┌─ RECORDS SUPPLIED
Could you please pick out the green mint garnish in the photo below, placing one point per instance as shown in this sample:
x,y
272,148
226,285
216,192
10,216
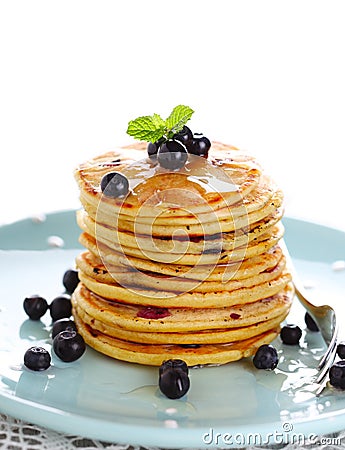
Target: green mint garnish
x,y
153,128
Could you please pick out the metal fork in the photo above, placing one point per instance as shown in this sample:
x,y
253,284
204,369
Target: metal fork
x,y
324,317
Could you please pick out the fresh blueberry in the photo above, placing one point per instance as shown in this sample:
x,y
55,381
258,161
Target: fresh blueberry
x,y
153,147
310,322
114,184
174,383
64,324
341,350
337,375
291,334
61,307
172,155
70,280
69,346
200,145
185,136
173,364
37,358
35,306
266,357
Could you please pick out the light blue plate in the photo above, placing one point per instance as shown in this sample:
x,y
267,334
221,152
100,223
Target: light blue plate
x,y
97,397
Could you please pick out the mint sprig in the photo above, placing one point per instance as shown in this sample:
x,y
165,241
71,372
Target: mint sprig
x,y
152,128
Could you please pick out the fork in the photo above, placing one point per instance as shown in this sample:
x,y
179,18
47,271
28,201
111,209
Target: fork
x,y
324,317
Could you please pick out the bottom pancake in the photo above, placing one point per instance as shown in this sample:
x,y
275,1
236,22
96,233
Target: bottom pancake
x,y
154,354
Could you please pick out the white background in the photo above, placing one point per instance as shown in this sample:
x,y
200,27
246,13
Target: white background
x,y
267,76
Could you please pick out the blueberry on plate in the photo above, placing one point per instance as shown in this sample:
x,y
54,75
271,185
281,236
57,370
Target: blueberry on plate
x,y
266,357
310,322
174,383
35,306
200,145
114,184
70,280
64,324
69,346
185,136
172,155
337,375
37,358
173,364
153,147
290,334
61,307
341,350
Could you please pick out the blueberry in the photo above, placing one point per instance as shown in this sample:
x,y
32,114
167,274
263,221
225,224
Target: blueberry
x,y
200,145
174,383
37,358
114,184
291,334
70,280
173,364
341,350
153,147
69,346
172,155
61,307
64,324
185,136
266,357
310,322
35,306
337,375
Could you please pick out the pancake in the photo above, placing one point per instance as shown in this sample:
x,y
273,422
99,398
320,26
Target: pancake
x,y
217,336
187,264
173,245
244,275
113,254
154,355
131,316
223,180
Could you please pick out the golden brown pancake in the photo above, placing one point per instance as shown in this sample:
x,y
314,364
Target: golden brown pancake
x,y
187,265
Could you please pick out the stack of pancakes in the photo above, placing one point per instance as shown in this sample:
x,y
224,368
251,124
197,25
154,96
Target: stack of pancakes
x,y
187,265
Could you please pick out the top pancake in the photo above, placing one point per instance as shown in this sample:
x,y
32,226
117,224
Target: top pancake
x,y
203,186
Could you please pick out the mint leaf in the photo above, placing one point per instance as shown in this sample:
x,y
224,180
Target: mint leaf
x,y
152,128
158,121
147,128
178,118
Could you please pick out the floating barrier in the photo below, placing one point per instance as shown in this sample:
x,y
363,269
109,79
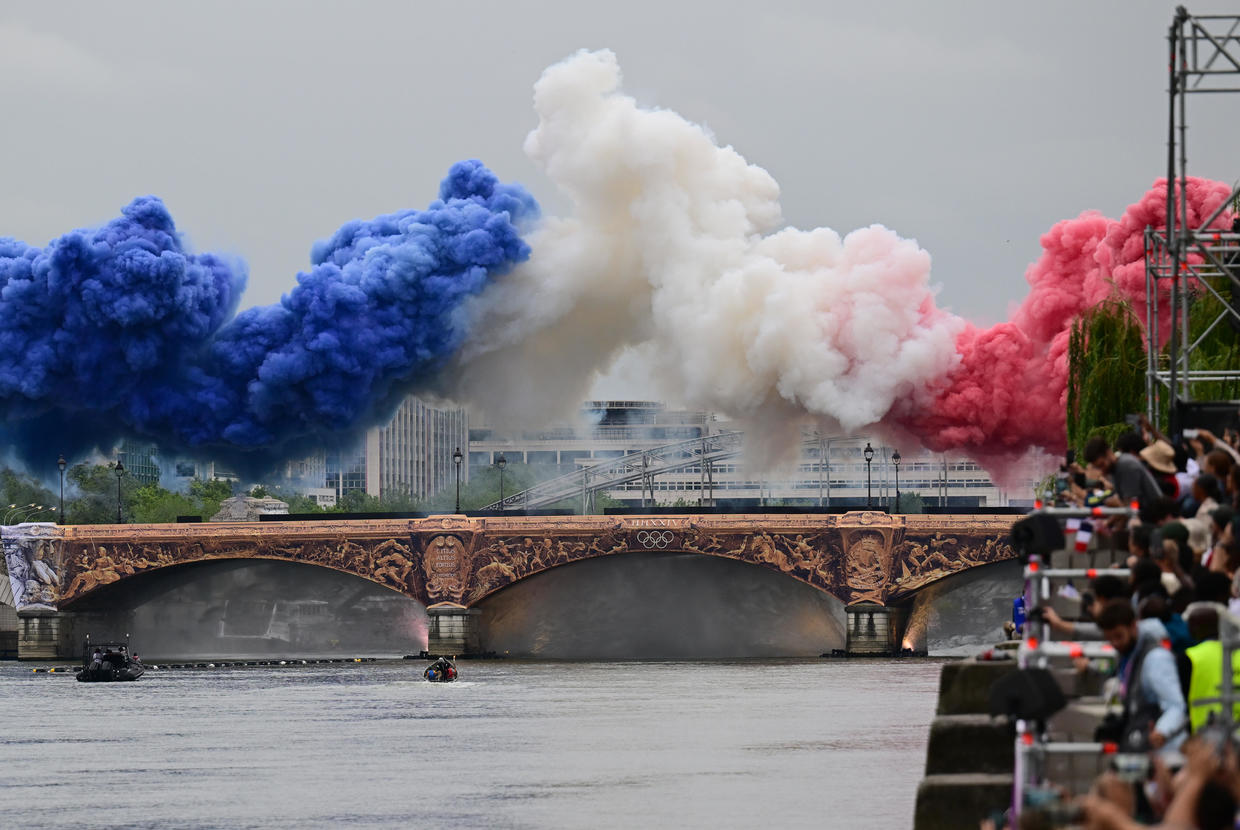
└─
▶ **WHAT TO PRODUCE**:
Show every line of the listing containing the string "below" by copying it.

▶ **SOLUTION TO THE EXERCISE**:
Could you please pick out the green mint garnish in the photo below, placing one point per instance as shown in this sample:
Could you please pick out the floating barrier in the photo below, placing one point per instance as shown in this sample:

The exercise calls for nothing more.